Bei all dem war es Oestereich wichtig, den Fokus immer auf das Positive zu setzen: "Die SDK-Kultur war bisher erfolgreich, aber die Umstände haben sich geändert, so dass sie sich auch weiterentwickeln muss. Es geht nicht darum, die Kultur auszuwechseln, sondern sie so zu modifizieren, dass alte Stärken erhalten bleiben, während neue hinzukommen."
Vier Change-Komponenten
Um die drei ausbaufähigen Kulturfacetten zu stärken, startete das Team um Oestereich 2020 ein Programm aus mehreren Komponenten. Unter dem Namen "Leadership 100" wurden Führungskräfte im Unternehmen versammelt, die den Change verantworten sollen. Dazu zählen nicht nur Abteilungs- und Gruppen-, sondern auch Projektleiter.

» Bereitgestellte Daten:

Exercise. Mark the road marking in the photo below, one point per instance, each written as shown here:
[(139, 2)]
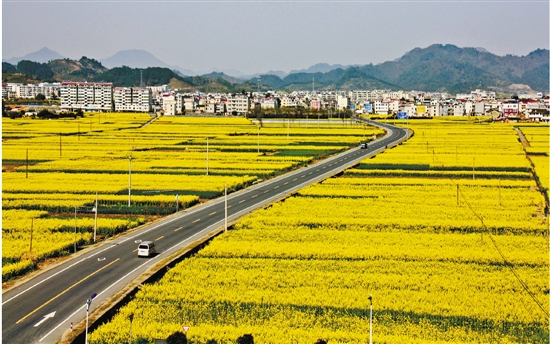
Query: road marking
[(66, 290), (46, 317)]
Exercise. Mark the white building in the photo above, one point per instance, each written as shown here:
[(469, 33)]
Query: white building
[(132, 99), (239, 104), (169, 104), (381, 108), (342, 102), (87, 96)]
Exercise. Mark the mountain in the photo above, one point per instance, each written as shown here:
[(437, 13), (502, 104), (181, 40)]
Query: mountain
[(224, 76), (319, 67), (133, 58), (43, 55), (453, 69), (437, 68), (83, 69)]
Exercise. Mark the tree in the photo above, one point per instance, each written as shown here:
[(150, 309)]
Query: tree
[(245, 339), (177, 337), (45, 114)]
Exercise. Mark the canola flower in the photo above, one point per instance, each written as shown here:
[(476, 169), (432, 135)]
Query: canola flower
[(307, 265)]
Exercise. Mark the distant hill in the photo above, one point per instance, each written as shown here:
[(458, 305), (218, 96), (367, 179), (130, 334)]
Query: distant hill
[(436, 68), (319, 68), (453, 69), (83, 69), (43, 55), (133, 58), (224, 76)]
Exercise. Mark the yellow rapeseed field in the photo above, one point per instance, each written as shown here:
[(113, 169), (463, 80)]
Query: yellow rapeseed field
[(447, 258)]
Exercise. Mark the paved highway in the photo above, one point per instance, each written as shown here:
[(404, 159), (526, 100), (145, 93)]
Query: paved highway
[(42, 309)]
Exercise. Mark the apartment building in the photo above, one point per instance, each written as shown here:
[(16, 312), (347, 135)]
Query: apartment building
[(239, 104), (134, 99), (86, 96)]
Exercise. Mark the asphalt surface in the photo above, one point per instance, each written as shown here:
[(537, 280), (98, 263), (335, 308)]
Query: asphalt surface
[(43, 308)]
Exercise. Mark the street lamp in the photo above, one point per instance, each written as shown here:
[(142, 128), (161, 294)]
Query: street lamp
[(370, 298), (131, 317), (75, 229), (130, 180), (258, 139), (88, 303)]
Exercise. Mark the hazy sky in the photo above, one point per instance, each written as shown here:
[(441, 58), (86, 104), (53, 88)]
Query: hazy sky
[(258, 36)]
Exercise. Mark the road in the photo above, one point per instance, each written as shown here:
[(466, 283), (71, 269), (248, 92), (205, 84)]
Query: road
[(44, 307)]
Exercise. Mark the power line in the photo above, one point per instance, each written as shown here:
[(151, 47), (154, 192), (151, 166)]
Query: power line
[(506, 262)]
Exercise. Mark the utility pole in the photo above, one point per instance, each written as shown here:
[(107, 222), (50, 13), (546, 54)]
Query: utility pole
[(95, 217), (130, 180), (370, 337), (75, 229), (225, 188), (32, 225)]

» Aufgaben:
1 - Wiederholen Sie den Text zum Kulturwandel bei der SDK wortgetreu von "Vier Change-Komponenten" bis einschließlich "sondern auch Projektleiter.".
2 - Führen Sie den Text zum Kulturwandel bei der SDK im Anschluss an seinen letzten Satz weiter.

» Antworten je Aufgabe:
1 -
Vier Change-Komponenten
Um die drei ausbaufähigen Kulturfacetten zu stärken, startete das Team um Oestereich 2020 ein Programm aus mehreren Komponenten. Unter dem Namen "Leadership 100" wurden Führungskräfte im Unternehmen versammelt, die den Change verantworten sollen. Dazu zählen nicht nur Abteilungs- und Gruppen-, sondern auch Projektleiter.

2 -
In einem zweitägigen Programm lernten sie Instrumente der Kulturentwicklung kennen. Darunter Führungsmethoden, um Eigenverantwortung und Change zu forcieren, aber gleichzeitig den Mitarbeitern Sicherheit zu bieten. Gibt es Schwierigkeiten oder Unklarheiten in der Belegschaft springen diese Change-Experten ein und klären die Probleme in kleinen Gruppen mit den Kollegen. "Ein positiver Nebeneffekt von 'Leadership 100' ist, dass sich die Führungskräfte auch besser miteinander vernetzen," sagt Oestereich. Dadurch würden automatisch Hierarchieeben abgebaut und Prozesse vereinfacht.
Als Zweites kamen die Einstellungsprozesse auf den Prüfstand. Neue Kollegen sollen ausgeprägte Stärken in den Bereichen Purpose, Mut und Neugierde besitzen. Damit will der CIO ein Gleichgeweicht zu den "alten" Werten erreichen.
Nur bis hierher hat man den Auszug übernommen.